**Task to complete**
Beginning at the line containing "# test: identify the understory" and continuing to the end of the records below, give each line again exactly as it stands, and only those lines.
--- BEGIN Working data ---
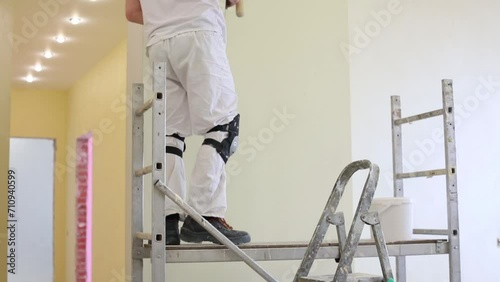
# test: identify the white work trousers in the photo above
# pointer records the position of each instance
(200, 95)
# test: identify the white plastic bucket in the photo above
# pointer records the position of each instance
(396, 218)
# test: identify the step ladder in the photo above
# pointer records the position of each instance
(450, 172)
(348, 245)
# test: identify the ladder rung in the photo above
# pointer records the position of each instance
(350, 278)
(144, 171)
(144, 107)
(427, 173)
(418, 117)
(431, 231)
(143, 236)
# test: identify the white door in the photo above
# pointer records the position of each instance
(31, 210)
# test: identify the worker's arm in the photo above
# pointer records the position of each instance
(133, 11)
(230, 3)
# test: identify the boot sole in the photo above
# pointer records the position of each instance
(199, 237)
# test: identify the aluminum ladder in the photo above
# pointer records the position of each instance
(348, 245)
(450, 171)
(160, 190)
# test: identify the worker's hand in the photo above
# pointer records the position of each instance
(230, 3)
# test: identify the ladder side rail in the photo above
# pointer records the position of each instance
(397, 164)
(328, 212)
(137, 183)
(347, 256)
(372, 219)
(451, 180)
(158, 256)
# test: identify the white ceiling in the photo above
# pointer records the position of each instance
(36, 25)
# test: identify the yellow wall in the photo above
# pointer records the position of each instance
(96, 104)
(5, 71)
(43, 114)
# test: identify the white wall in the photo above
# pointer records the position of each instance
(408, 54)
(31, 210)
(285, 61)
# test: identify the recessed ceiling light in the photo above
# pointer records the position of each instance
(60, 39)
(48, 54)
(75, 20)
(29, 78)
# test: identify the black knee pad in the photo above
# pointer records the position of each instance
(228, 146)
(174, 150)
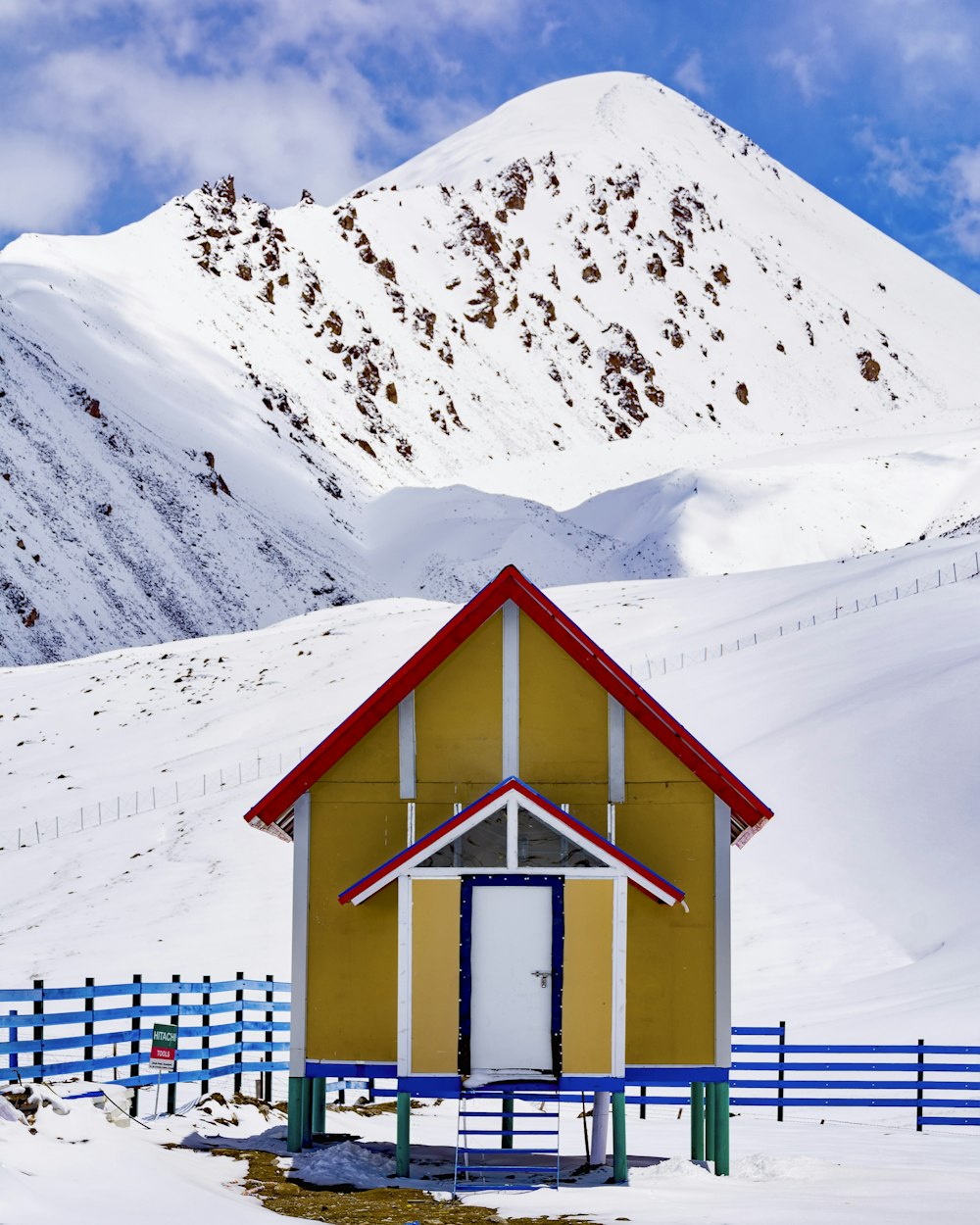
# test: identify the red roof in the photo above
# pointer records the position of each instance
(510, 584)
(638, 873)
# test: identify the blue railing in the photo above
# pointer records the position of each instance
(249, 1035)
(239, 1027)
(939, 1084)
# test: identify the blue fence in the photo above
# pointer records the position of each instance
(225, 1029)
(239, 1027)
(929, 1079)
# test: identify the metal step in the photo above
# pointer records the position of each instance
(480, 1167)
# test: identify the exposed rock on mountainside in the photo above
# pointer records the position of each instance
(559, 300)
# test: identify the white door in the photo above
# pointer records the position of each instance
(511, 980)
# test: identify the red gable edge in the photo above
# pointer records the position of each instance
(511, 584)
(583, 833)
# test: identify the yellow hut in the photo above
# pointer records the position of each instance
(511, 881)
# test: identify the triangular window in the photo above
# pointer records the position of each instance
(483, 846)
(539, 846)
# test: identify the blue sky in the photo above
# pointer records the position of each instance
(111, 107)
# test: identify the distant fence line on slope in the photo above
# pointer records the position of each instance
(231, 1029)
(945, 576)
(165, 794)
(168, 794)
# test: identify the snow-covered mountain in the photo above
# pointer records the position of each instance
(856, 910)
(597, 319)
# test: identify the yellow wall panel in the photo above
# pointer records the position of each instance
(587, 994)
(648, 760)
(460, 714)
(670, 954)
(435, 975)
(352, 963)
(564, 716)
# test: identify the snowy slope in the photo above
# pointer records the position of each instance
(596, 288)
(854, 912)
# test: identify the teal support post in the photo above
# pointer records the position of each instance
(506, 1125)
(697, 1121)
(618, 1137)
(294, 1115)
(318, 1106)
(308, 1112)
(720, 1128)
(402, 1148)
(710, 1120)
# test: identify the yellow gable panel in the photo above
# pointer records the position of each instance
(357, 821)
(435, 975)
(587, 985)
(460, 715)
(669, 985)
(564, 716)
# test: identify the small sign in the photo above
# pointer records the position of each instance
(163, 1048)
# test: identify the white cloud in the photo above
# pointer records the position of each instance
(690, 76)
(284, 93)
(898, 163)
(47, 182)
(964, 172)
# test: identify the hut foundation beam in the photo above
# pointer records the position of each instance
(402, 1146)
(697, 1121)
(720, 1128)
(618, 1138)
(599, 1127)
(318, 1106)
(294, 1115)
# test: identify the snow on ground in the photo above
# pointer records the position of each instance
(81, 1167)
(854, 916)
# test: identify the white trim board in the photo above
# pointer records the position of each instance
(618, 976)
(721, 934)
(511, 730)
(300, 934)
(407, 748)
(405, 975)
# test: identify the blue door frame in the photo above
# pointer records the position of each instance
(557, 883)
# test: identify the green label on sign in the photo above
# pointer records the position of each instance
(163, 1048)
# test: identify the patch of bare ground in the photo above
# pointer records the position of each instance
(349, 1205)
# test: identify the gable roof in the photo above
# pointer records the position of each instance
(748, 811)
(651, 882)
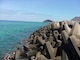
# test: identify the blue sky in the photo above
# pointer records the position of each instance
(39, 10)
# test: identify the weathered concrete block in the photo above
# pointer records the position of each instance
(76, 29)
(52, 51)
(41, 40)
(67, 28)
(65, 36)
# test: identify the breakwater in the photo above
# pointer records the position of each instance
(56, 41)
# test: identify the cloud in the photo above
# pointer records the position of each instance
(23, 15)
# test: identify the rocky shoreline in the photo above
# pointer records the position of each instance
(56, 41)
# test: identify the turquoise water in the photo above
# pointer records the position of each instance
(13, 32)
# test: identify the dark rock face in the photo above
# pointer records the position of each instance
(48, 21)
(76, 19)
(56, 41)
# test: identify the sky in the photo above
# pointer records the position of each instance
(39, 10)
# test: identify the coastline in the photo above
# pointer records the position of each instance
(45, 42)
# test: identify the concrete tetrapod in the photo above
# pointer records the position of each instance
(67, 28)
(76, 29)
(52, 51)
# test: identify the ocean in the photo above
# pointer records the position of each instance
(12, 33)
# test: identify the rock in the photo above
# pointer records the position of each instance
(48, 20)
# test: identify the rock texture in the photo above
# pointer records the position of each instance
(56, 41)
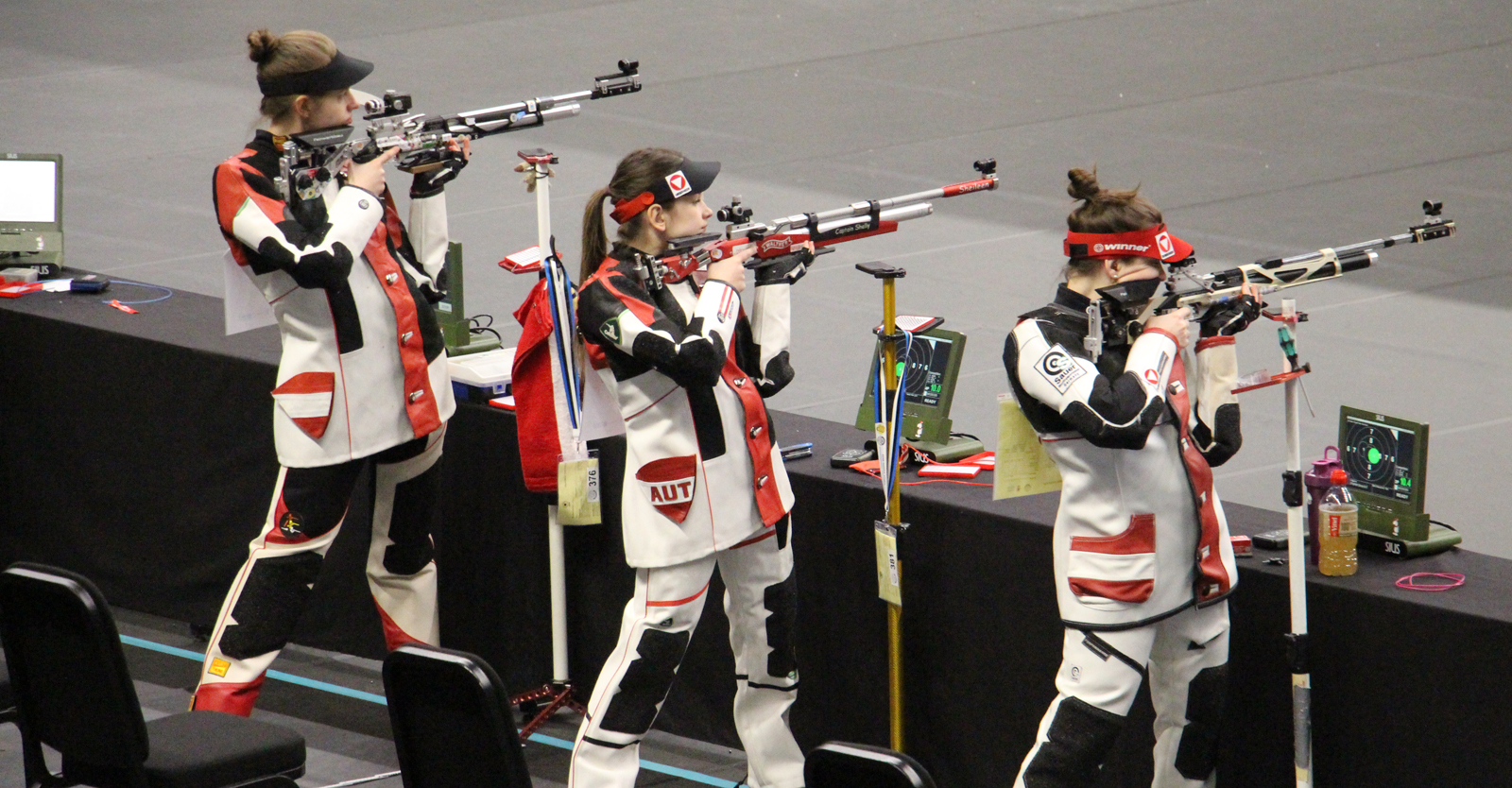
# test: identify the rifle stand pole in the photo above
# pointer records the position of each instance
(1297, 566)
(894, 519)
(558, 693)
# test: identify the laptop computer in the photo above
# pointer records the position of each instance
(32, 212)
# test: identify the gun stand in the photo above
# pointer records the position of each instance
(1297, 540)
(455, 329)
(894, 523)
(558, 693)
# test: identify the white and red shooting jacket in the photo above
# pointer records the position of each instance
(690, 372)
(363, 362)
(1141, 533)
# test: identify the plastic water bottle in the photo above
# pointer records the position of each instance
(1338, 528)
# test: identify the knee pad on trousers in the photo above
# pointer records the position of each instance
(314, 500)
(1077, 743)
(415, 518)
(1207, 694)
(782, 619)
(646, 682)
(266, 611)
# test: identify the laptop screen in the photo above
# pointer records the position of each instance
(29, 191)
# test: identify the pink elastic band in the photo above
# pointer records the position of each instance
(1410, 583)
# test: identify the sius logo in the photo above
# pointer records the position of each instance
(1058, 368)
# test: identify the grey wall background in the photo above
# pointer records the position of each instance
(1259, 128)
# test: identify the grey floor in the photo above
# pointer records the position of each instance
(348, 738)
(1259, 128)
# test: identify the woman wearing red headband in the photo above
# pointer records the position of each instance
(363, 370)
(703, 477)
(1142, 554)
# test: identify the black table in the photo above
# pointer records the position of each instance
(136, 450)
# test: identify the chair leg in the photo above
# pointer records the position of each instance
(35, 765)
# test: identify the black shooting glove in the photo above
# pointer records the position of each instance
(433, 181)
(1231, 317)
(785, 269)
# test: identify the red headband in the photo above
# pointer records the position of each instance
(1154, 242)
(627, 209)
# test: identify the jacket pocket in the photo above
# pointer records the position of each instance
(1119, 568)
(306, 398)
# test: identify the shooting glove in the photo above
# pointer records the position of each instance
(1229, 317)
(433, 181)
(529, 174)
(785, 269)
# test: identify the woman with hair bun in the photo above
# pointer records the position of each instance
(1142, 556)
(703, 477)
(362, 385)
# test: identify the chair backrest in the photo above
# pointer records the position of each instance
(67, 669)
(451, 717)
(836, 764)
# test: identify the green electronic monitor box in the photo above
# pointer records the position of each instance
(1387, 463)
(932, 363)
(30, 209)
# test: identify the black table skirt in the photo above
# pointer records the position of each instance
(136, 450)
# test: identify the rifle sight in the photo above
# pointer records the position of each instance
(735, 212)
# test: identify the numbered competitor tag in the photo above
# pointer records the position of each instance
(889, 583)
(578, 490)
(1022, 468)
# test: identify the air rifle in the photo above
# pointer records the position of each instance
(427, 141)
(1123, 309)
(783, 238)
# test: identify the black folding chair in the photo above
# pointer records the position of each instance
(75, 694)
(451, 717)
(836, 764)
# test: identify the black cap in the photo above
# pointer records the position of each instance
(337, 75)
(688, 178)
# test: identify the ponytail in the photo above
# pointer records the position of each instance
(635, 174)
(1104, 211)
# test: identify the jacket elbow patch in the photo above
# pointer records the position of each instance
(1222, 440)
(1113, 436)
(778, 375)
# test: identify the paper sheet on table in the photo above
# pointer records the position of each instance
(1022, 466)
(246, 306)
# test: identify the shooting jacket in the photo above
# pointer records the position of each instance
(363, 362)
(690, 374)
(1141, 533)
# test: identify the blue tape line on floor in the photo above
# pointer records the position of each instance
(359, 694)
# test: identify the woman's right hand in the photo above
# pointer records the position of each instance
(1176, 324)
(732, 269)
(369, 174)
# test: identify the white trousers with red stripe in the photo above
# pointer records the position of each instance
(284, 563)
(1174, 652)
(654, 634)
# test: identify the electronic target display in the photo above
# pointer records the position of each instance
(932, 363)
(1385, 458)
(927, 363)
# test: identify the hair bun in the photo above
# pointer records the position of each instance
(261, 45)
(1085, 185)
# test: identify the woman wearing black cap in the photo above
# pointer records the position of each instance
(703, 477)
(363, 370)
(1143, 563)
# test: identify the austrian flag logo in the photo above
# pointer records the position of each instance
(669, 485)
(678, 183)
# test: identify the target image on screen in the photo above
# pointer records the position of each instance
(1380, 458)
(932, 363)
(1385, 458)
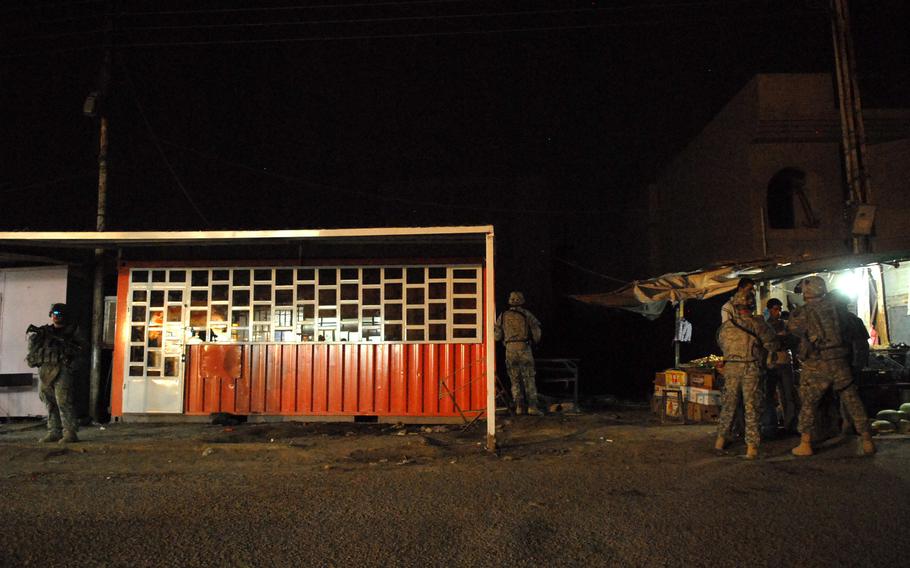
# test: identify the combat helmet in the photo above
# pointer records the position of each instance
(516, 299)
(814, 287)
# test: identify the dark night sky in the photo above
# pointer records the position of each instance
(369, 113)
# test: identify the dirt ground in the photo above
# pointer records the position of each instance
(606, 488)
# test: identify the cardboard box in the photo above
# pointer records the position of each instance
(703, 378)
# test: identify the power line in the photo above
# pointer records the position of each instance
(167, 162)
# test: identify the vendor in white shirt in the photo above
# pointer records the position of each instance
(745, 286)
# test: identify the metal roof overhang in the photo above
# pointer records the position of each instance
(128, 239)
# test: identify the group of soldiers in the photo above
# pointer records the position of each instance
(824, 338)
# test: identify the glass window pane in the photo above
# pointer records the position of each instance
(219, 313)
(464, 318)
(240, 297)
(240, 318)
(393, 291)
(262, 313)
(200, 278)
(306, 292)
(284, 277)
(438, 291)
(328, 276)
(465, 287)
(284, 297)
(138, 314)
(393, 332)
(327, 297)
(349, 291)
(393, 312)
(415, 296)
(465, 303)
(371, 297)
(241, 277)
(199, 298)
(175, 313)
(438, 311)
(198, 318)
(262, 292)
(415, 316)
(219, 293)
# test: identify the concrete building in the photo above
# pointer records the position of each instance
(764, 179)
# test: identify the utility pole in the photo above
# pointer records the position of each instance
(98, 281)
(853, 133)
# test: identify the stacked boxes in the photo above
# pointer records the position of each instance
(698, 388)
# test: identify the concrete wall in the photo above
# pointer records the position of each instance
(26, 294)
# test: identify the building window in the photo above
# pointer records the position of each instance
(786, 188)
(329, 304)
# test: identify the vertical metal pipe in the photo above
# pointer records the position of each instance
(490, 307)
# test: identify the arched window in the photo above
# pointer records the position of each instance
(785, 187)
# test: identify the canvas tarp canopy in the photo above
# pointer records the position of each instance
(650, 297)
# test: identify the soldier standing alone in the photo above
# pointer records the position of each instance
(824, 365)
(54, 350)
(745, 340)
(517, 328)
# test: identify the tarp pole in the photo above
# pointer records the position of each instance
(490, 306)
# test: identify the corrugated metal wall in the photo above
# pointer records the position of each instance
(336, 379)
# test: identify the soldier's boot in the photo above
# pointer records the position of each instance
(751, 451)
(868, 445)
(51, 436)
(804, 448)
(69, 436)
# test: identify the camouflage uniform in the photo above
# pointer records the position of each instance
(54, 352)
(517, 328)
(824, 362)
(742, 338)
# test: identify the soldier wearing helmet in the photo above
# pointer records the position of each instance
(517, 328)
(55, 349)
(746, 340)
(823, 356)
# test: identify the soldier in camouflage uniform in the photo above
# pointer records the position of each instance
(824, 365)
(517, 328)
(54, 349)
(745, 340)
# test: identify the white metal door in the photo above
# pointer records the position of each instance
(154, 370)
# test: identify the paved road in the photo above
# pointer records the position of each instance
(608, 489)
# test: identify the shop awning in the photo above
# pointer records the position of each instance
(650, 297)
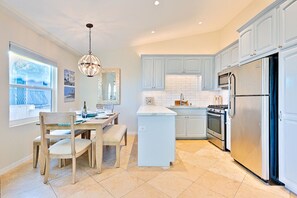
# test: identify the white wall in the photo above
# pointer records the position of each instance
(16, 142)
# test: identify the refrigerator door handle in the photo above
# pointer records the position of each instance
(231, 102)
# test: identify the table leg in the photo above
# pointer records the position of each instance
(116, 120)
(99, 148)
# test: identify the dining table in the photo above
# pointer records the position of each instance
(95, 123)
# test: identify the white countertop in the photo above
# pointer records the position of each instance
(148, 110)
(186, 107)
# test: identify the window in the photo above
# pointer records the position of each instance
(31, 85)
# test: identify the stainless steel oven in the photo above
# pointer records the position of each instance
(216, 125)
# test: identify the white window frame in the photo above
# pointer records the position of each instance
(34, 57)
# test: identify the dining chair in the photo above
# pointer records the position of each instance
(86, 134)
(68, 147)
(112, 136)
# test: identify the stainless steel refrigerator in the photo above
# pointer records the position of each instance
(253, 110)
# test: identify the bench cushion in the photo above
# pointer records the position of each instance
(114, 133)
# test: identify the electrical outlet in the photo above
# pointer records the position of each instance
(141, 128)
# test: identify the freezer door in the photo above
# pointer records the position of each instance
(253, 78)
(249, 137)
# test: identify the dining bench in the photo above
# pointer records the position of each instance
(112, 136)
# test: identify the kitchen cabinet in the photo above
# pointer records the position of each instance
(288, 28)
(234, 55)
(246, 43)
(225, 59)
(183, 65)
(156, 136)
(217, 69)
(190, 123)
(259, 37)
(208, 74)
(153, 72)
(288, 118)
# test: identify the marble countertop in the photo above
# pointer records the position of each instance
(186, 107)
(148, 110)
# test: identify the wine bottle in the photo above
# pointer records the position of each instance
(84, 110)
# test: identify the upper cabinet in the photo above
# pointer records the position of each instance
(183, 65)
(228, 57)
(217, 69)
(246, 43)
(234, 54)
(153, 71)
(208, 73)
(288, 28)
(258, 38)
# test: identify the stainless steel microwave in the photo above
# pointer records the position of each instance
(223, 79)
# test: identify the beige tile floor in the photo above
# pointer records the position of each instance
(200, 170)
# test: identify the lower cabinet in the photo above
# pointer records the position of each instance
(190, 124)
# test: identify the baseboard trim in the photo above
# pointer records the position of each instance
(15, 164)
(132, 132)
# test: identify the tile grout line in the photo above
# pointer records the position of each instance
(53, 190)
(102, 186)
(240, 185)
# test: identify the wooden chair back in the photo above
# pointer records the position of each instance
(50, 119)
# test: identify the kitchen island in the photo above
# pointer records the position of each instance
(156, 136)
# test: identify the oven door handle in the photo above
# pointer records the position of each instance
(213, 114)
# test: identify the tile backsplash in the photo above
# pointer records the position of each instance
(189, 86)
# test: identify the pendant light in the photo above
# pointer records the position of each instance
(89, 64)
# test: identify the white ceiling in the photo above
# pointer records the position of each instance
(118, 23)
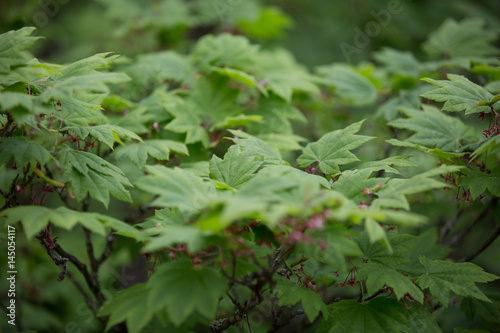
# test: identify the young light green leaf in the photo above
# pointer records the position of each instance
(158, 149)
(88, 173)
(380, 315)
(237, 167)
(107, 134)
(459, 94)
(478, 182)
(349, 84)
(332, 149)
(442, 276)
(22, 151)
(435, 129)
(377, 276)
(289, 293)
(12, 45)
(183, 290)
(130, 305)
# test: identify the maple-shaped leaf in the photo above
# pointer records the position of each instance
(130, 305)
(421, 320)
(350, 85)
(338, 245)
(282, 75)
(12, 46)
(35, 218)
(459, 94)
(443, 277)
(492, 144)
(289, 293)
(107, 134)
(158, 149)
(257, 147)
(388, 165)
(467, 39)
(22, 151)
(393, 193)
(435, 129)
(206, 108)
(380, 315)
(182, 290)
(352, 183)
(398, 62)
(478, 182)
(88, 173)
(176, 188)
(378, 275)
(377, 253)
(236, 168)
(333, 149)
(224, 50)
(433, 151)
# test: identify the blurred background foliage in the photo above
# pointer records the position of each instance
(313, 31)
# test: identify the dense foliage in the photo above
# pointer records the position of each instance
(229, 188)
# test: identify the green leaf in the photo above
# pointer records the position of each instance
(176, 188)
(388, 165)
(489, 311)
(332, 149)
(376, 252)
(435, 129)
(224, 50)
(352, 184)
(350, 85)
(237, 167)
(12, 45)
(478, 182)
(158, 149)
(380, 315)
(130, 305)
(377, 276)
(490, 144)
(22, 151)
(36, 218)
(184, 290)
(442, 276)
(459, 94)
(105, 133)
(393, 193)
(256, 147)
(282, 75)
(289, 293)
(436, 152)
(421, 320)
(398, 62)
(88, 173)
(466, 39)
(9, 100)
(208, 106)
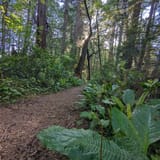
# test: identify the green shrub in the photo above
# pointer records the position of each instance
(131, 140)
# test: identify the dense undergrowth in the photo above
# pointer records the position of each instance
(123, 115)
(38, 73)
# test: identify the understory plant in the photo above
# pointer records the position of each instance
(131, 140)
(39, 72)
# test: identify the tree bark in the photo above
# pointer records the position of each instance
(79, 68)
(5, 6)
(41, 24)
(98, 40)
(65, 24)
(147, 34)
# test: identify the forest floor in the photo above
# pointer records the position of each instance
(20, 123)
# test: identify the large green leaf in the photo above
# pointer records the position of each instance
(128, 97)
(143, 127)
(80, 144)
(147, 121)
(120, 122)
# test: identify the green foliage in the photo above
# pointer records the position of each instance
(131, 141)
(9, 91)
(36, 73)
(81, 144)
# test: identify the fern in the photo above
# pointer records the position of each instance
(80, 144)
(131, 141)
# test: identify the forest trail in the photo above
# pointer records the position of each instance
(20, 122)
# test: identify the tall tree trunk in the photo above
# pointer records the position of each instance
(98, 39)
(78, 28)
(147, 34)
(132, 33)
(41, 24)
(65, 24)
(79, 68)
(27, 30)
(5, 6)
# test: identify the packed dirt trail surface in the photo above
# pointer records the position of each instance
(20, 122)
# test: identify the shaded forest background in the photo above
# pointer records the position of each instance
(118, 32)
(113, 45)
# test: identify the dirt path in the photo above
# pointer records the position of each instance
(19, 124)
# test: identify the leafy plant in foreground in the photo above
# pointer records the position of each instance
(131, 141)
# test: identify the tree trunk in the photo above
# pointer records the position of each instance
--- END Working data ---
**Task response**
# test: identify the understory plant in the photo above
# pointer records the position of each instance
(131, 140)
(39, 72)
# test: identify the tree bark in the photo above
# pointer records the position of each instance
(79, 68)
(5, 6)
(41, 24)
(98, 40)
(65, 24)
(147, 34)
# test: identify the forest floor in the photo above
# pointer records the position of each instance
(20, 123)
# test: identify the large green leaf in the photo above
# pointer records the position of each instance
(128, 97)
(143, 127)
(80, 144)
(147, 121)
(120, 122)
# test: identify the green foliage in the photo above
# pointer records the position of each instance
(131, 141)
(9, 91)
(36, 73)
(81, 144)
# test: identify the fern in the photo above
# pointer records the position of each instance
(80, 144)
(131, 141)
# test: identify the forest trail in the photo above
# pointer records the position of each instance
(20, 122)
# test: identify the tall tree trunk in the photo above
# pointer records the position of each instance
(98, 39)
(78, 28)
(147, 34)
(132, 33)
(41, 24)
(65, 24)
(79, 68)
(27, 30)
(5, 6)
# test: identify the packed dirt trail surface in the photo above
# pointer records the position of each instance
(20, 122)
# test: identify the shaded forest background in the photo above
# pointer records the position of each instance
(118, 32)
(113, 45)
# test: identify the dirt path in the photo above
# pointer records the position of each instance
(19, 124)
# test: identify the leafy plant in foreground in the photo above
# pointer records the position of each instance
(131, 141)
# test: identify the tree trunk in the photo above
# pointer records the position of each instance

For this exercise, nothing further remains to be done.